EXERCISE GOAL — Please print the entries below exactly, from the line with "TARGET: sky" through the line with "TARGET: asphalt road", including both of those lines and leaving out all others.

DATASET EXTRACT —
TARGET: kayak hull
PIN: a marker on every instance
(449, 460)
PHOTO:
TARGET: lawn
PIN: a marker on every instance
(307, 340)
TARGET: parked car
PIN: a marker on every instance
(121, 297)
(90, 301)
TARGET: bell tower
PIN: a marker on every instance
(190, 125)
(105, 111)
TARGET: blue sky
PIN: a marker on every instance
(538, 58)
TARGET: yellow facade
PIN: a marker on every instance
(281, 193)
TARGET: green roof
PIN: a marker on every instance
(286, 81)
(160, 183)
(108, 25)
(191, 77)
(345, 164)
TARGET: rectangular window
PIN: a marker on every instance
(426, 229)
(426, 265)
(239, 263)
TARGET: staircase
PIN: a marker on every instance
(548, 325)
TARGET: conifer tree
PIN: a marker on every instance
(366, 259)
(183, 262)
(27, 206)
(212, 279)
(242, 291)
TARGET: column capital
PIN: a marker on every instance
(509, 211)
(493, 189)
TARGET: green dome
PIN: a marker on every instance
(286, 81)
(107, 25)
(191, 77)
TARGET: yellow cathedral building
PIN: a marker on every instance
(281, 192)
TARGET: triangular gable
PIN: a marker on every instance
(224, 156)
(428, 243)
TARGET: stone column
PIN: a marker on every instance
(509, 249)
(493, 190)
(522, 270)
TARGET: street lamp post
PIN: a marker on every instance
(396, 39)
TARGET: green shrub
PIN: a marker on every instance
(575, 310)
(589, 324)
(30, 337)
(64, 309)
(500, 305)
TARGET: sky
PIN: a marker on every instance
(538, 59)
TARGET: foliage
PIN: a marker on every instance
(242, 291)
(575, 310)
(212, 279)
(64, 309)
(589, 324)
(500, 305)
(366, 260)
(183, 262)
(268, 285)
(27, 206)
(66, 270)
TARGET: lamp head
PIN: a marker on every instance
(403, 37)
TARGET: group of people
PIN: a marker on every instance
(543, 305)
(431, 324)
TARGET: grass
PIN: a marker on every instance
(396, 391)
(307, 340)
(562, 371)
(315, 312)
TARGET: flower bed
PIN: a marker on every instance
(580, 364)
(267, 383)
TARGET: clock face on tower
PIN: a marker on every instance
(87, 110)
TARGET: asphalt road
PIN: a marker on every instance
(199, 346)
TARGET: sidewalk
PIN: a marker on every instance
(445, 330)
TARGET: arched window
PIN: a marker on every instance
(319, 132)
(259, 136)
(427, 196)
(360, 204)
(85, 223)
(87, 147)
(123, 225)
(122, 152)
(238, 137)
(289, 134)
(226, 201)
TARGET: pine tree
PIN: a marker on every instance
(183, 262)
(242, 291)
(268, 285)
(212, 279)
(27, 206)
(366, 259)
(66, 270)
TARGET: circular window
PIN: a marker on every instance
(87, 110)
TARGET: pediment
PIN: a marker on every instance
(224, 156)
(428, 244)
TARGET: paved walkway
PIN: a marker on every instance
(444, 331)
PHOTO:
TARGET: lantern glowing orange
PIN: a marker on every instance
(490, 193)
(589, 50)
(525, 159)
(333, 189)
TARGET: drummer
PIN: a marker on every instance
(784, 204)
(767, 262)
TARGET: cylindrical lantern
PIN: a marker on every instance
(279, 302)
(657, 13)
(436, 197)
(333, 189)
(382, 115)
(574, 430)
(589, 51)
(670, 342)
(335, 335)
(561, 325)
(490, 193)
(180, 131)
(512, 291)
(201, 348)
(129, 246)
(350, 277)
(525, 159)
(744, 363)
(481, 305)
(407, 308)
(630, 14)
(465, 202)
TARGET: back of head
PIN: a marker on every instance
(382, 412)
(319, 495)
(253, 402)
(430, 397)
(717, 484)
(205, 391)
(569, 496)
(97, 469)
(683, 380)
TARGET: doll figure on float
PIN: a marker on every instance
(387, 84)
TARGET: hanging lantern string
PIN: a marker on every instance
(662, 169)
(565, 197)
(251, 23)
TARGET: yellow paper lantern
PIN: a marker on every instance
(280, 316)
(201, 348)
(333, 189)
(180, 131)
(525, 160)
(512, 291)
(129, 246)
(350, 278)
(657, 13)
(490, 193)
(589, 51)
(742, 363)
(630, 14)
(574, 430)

SOLUTION BELOW —
TARGET: sky
PIN: a marker on every instance
(538, 59)
TARGET: foliage
PIN: a marker on every instance
(242, 291)
(575, 310)
(212, 279)
(64, 309)
(589, 324)
(500, 305)
(366, 260)
(183, 262)
(268, 285)
(27, 206)
(66, 270)
TARGET: lamp head
PIN: a marker on every instance
(403, 37)
TARGET: group of people
PIN: a marker on every instance
(543, 305)
(431, 324)
TARGET: grass
PIN: a marker on every instance
(396, 391)
(307, 340)
(562, 371)
(315, 312)
TARGET: flower bed
PIN: a marker on every instance
(580, 364)
(267, 383)
TARGET: clock face on tower
PIN: a marker on every instance
(87, 110)
TARGET: asphalt road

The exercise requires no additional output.